Estrategista prevê crises piores
Geraldo Cavagnari Filho alerta para perigo que cerca
o transporte modal e defende Angra III

CARLOS LEMES PEREIRA

ÁLVARO KASSAB

A nova “idade das trevas”, enunciada em pleno início do terceiro milênio e que tanto tem tirado o sono dos brasileiros, será “fichinha” perto das novas crises que rondam a nação a curto prazo. Tudo “por culpa da falta de visão estratégica e de honestidade do governo federal”. O prognóstico, nada animador, e embalado por uma crítica decididamente ácida, é de Geraldo Lesbat Cavagnari Filho, fundador e pesquisador do Núcleo de Estudos Estratégicos (NEE) da Unicamp.

Para impulsionar sua avaliação além da ameaça pontual de um colapso energético, Cavagnari Filho usa como munição as suas qualificações de coronel da reserva do Exército, diplomado em Altos Estudos Militares e em Inteligência Estratégica, além do instrumental que lhe confere o Núcleo de Pesquisa em Relações Internacionais da USP, do qual é professor convidado.

“Essa crise revela, antes de tudo, a íncúria do governo no campo energético. Assim como faltou visão estratégica, planejamento estratégico, faltou também seriedade e até mesmo honestidade ao governo. Por esse precedente, é de se temer que o país não esteja livre de outras crises de tal magnitude”, denuncia o especialista.
Para Cavagnari Filho, o perigo mais eminente cerca o nosso sistema de transporte modal. “Se não forem realizados investimentos rápidos e consistentes na recuperação, modernização e expansão da infra-estrutura de todo o conjunto – incluindo-se aí desde as rodovias, ferrovias e hidrovias, até os portos e aeroportos –, haverá, em curto prazo, uma nova crise”, prevê o estrategista. “E creio que mais grave ainda”, reforça.
++++++++++
Conjunto de tarefas |
[A] Segundo o texto apresentado, de qual núcleo da Unicamp Geraldo Lesbat Cavagnari Filho é fundador e pesquisador?
[B] Resuma o texto apresentado em duas frases.
As entradas não têm relação alguma com o texto apresentado.

Registros armazenados |
++++++++++
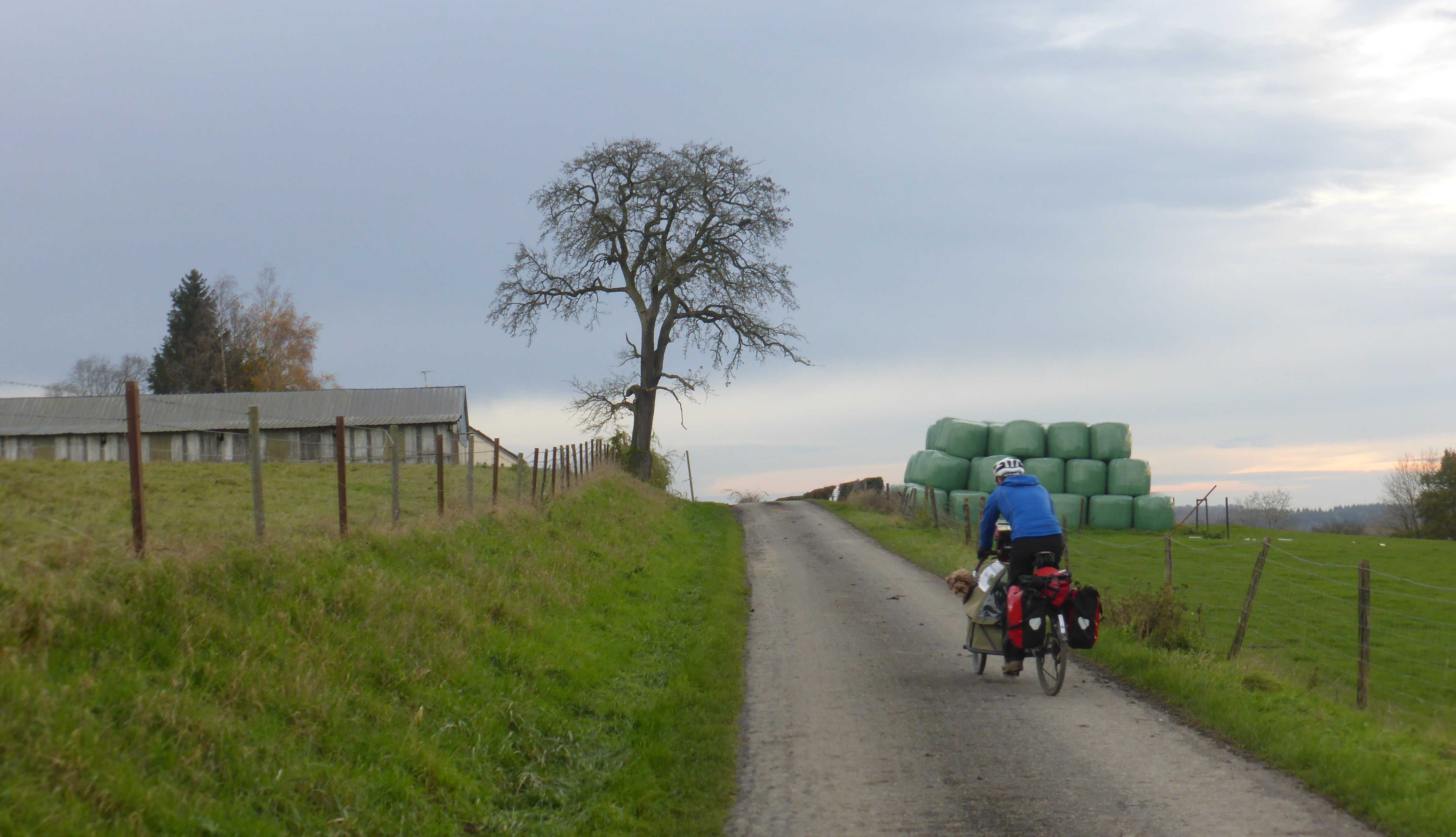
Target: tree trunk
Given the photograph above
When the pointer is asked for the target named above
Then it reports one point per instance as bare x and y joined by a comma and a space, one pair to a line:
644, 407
++++++++++
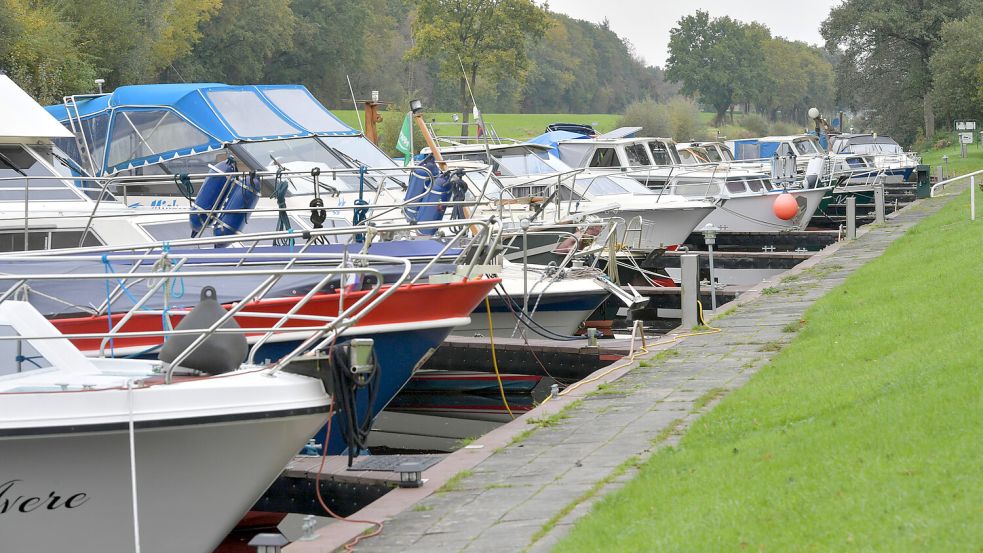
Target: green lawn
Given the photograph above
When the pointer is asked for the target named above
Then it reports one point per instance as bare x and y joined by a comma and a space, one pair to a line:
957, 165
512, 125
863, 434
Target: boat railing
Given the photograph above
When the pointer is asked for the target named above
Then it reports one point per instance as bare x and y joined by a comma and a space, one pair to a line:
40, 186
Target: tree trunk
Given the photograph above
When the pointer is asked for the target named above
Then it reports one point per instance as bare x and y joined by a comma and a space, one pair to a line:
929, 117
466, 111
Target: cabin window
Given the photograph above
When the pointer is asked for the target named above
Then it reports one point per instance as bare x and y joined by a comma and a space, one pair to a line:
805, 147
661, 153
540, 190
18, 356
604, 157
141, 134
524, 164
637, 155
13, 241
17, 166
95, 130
++++++++++
Resultados esperados |
[A] Do Núcleo de Estudos Estratégicos (NEE) da Unicamp.

[B] Geraldo Lesbat Cavagnari Filho, fundador e pesquisador do Núcleo de Estudos Estratégicos da Unicamp, atribui a crise no campo energético à falta de visão estratégica, de seriedade e de honestidade do governo federal e teme outras crises de tal magnitude. Para ele, o perigo mais iminente cerca o sistema de transporte modal, que terá em curto prazo uma nova crise, talvez mais grave, se não houver investimentos rápidos e consistentes em rodovias, ferrovias, hidrovias, portos e aeroportos.